WHAT TO PRODUCE:
From the text about the river between Cairo and St. Louis, repeat word for word the passage that begins at "You can read" and stops after "the Gulf Coast.".
━━━━━ TEXT
August, 1673: between Cairo & St. Louis.

Editor's Note:

Again we supplement Marquette's slender description of this stretch of the river with an account by one of his contemporaries. Henri Joutel was one of handful of survivors who treked from Texas to Quebec in 1687-88 after LaSalle's assassination. He was heading upstream in August (just like Marquette and Joliet 14 years before) when he made these notes. His party was accompanied by three Indian guides from Arkansas who led them to the French settlements in the Illinois Country.

You can read his book about their adventures, A Journal of the Last Voyage Perform'd by Monsr. de la Sale... and the Travels of His Companions for the Space of Eight Hundred Leagues across That Inland Country of America, Now Call'd Louisiana...(London: Printed for A. Bell, B. Lintott, and F. Baker, 1714) in our American Journeys online collection. You'll also find there other eyewitness accounts of LaSalle's murder, including an interview with two French teenagers who witnessed the explorer's murder and spent the next several years as Indian captives along the Gulf Coast.

Joutel's Journal, August 1687:

"The 19th, we came to the Mouth of the River, call'd Houabache [the Ohio], said to come from the Country of the Iroquois, towards New England. That is a very fine River, its water extraordinary clear, and the Current of it, gentle. Our Indians [three Indians from Arkansas, serving as their guides] offer'd up to it, by Way of Sacrifice, some Tabacco and Beef Steaks, which they fix'd on Forks, and left them on the Bank, to be dispos'd of as the River thought fit.

"We observ'd some other Superstitions among those poor People, one whereof was as follows. There were some certain Days, on which they Fasted, and we knew them, when as soon as they awak'd, they besmear'd their Faces and Arms, or other Parts of their Bodies, with a slimy Sort of Earth, or pounded Charcoal ; for that Day they did not eat till Ten or Eleven of the Clock at Night, and before they did eat they were to wipe off that Smearing, and had Water brought them for that Purpose. The Occasion of their Fasting was, as they gave us to understand, that they might have good Success in Hunting, and kill Abundance of bullocks [bison].
━━━━━━━━━━
━━━━━ EXTRACTED ENTRIES
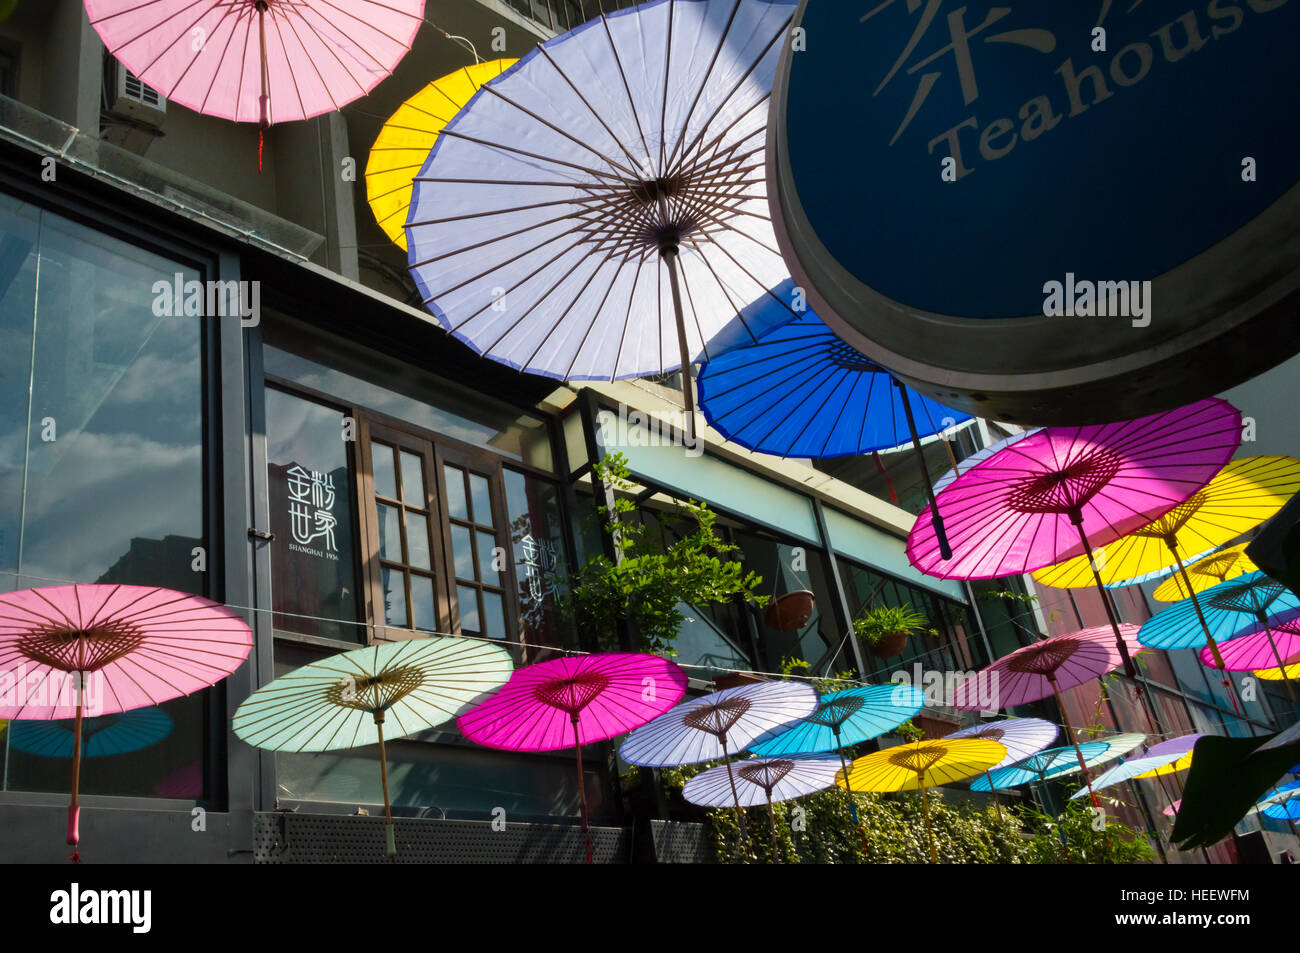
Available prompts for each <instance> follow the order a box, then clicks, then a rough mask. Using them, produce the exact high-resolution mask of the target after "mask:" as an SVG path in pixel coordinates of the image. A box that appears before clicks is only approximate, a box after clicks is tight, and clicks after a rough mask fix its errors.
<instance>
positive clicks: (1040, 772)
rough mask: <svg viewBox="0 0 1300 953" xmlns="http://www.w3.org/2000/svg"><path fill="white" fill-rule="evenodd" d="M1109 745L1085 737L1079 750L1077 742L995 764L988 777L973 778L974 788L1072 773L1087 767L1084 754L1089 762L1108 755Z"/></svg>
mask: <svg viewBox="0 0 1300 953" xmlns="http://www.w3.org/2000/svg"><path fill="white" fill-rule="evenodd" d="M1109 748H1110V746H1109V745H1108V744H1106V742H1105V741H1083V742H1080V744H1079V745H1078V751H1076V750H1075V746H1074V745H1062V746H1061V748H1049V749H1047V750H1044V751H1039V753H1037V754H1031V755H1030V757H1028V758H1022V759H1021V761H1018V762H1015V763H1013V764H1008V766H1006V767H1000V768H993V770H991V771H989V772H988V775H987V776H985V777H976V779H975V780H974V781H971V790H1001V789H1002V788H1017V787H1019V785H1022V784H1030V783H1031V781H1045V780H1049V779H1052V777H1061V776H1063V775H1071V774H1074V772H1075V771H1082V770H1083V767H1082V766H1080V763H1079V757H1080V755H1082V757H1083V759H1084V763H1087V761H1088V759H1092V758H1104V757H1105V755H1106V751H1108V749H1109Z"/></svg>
━━━━━━━━━━
━━━━━ EXTRACTED ENTRIES
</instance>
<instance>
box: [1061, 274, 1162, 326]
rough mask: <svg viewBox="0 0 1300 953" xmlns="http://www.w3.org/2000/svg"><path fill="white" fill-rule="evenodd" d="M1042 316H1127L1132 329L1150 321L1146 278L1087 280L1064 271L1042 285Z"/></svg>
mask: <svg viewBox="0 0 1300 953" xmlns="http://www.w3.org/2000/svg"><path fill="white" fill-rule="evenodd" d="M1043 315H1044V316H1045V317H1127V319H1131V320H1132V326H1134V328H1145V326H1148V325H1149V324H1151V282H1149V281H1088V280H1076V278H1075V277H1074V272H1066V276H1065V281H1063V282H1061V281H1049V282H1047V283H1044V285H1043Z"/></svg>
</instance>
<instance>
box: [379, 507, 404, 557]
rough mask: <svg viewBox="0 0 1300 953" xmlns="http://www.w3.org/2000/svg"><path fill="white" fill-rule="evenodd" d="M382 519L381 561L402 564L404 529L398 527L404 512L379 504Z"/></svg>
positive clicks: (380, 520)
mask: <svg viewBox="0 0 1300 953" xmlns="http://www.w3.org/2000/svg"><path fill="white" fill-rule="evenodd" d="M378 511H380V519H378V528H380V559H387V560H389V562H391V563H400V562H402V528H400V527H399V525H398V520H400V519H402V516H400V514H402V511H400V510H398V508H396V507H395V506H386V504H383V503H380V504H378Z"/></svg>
━━━━━━━━━━
━━━━━ EXTRACTED ENTRIES
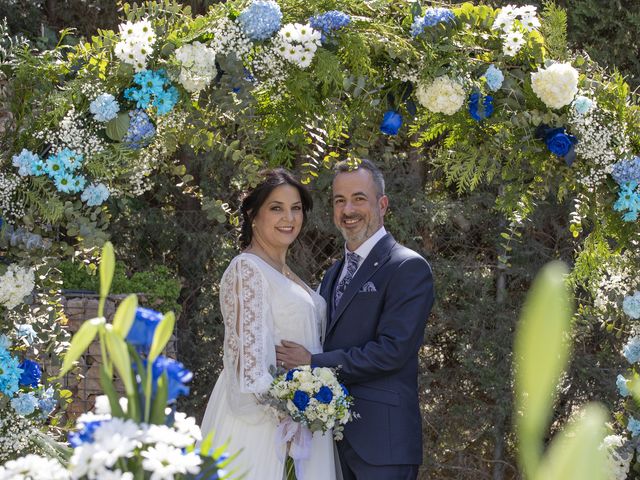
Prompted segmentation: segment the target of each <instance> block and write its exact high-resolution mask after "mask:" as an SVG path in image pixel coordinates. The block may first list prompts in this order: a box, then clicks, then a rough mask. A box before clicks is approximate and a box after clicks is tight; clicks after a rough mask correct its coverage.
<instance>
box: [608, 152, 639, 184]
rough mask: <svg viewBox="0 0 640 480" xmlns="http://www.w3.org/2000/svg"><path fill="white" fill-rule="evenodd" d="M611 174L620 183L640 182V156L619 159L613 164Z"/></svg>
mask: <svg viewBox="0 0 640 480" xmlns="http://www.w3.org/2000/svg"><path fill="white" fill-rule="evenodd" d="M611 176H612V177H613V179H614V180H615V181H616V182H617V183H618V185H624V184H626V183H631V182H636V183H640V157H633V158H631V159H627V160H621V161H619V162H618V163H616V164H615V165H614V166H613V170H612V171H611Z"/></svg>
━━━━━━━━━━
EXPECTED ANSWER:
You can read his book about their adventures, A Journal of the Last Voyage Perform'd by Monsr. de la Sale... and the Travels of His Companions for the Space of Eight Hundred Leagues across That Inland Country of America, Now Call'd Louisiana...(London: Printed for A. Bell, B. Lintott, and F. Baker, 1714) in our American Journeys online collection. You'll also find there other eyewitness accounts of LaSalle's murder, including an interview with two French teenagers who witnessed the explorer's murder and spent the next several years as Indian captives along the Gulf Coast.